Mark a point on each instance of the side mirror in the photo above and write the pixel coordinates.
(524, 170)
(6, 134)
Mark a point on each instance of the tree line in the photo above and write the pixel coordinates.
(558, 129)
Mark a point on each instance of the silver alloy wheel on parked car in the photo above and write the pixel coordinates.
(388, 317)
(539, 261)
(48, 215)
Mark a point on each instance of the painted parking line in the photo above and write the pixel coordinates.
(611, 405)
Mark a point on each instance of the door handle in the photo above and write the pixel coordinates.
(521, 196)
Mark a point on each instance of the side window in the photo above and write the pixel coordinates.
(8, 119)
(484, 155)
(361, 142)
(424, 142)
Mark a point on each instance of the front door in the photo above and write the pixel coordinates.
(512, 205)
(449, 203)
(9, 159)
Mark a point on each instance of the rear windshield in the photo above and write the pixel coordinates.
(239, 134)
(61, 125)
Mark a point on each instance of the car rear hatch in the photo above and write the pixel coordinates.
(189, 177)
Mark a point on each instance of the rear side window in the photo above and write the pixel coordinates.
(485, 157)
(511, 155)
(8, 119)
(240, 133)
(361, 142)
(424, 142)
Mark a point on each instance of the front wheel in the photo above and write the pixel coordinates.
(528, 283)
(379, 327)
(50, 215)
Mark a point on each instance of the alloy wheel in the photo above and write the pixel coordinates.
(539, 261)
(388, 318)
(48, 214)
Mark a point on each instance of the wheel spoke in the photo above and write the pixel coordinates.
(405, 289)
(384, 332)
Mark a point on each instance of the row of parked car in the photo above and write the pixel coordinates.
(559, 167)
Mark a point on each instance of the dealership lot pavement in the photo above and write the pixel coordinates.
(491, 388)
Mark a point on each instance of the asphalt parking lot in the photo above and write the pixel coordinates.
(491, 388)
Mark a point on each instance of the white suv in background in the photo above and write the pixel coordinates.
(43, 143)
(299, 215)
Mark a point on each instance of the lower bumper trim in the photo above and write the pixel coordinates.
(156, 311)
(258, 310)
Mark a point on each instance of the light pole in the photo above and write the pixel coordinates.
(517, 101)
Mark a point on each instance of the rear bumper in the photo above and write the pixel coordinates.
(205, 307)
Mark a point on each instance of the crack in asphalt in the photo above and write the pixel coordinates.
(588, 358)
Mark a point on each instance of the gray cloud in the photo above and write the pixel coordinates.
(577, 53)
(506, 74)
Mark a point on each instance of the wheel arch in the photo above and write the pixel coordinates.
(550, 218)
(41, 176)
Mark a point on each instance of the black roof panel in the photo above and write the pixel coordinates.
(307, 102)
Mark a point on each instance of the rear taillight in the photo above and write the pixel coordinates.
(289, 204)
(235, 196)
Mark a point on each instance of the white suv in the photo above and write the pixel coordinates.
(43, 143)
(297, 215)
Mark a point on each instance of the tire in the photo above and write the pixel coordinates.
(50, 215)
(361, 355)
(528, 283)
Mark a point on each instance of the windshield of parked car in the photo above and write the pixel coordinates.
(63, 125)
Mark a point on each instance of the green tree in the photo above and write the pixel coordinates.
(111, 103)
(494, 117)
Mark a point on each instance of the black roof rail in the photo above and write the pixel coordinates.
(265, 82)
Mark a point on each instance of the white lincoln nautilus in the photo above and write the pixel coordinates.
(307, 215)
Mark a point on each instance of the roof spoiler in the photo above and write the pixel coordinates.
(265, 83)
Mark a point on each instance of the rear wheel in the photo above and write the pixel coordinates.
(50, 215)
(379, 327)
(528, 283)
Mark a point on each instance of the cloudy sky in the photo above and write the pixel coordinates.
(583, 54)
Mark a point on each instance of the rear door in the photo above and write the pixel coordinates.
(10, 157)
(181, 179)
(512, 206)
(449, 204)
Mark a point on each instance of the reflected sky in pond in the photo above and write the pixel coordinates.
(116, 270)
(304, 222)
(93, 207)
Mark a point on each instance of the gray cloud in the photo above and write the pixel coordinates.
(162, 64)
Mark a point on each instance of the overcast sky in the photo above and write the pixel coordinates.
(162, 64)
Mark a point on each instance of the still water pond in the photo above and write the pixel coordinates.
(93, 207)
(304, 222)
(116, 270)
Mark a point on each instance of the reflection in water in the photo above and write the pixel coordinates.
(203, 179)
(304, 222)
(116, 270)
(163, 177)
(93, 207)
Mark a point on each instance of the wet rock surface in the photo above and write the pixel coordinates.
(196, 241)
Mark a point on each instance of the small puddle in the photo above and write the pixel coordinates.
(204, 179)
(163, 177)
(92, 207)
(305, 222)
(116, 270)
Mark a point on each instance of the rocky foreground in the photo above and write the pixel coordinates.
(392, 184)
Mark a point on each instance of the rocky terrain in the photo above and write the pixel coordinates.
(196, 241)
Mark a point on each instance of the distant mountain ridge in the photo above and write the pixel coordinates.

- - - - -

● What is needed:
Copy, without any change, the run of lines from the one with "Mark a point on each instance of the rocky foreground" through the end of the entries above.

● Result of this exercise:
Mark a point on each instance of the rocky foreground in the photo above and write the pixel coordinates.
(392, 184)
Mark a point on each instance of the rocky terrain in the photo above and write the pixel coordinates.
(196, 241)
Mark a point on each instance of the distant mountain ridge in the photo above and write the pixel coordinates.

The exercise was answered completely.